◆ **PASSAGE TO READ**:

How much of our secrets can machine learning models leak?

How much of our secrets can machine learning models leak?
By Anonymous | May 28, 2021

The field of Machine Learning (ML) has achieved meaningful progress in the last decade, especially with the introduction of low-cost computing and storage by cloud providers. Its popularity originates mainly due to current successful applications and promises that it will bring numerous social benefits to humanity.

ML models learn patterns from data used during their training process. The ‘learning’ is stored as parameters represented according to the model’s architecture and algorithm.

After that, the models can be used to respond to a variety of queries. Moreover, it is common that those models are published as a service (via API), where an adversary may have black-box access to them without any knowledge of the model’s internal parameters.

Given that process, an important question arises: how much sensitive information existing in training data can be leaked through this type of access?

◆ **STATED TASK A**:
Return everything in the article on machine learning privacy from "By Anonymous |" down to "model’s internal parameters.".
◆ **STATED TASK B**:
In the article on machine learning privacy, how is the learning of a model stored?
◆ **STATED TASK C**:
Extend the article on machine learning privacy past its final sentence.

◆ **INFORMATION PROVIDED**:
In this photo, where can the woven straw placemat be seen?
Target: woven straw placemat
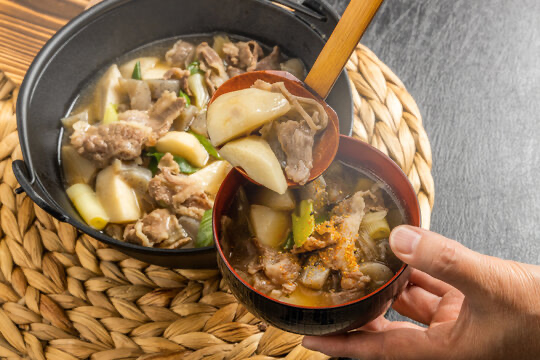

◆ **REPLY A**:
By Anonymous | May 28, 2021

The field of Machine Learning (ML) has achieved meaningful progress in the last decade, especially with the introduction of low-cost computing and storage by cloud providers. Its popularity originates mainly due to current successful applications and promises that it will bring numerous social benefits to humanity.

ML models learn patterns from data used during their training process. The ‘learning’ is stored as parameters represented according to the model’s architecture and algorithm.

After that, the models can be used to respond to a variety of queries. Moreover, it is common that those models are published as a service (via API), where an adversary may have black-box access to them without any knowledge of the model’s internal parameters.

◆ **REPLY B**:
It is stored as parameters represented according to the model's architecture and algorithm.

◆ **REPLY C**:
A flawed model design and training the model may cause an ‘overfitting’ problem, which happens when the model corresponds too closely to a particular set of data, in this case, the training data. The more ‘overfitted’ the model, the easier it is for an adversary to perform attacks that seek to disclose sensitive information contained in the training data.

Among existing attacks are training data extraction­­, membership inference, and attribute inference attacks2. Those attacks have a limited scientific investigation, and the knowledge about their impact on individuals’ privacy is still to be fully understood.

Training Data Extraction­1

Language Model (LMs) are trained using massive datasets – think about a terabyte of English text – to generate a response that approximates a fluent language. In summary, those models ‘memorize’ the trained data, which may contain sensitive information, and create the opportunity for some of this sensitive information to be reflected in the model’s output. An attacker can explore this opportunity by providing hundreds, or millions, of questions to the model and examining the output.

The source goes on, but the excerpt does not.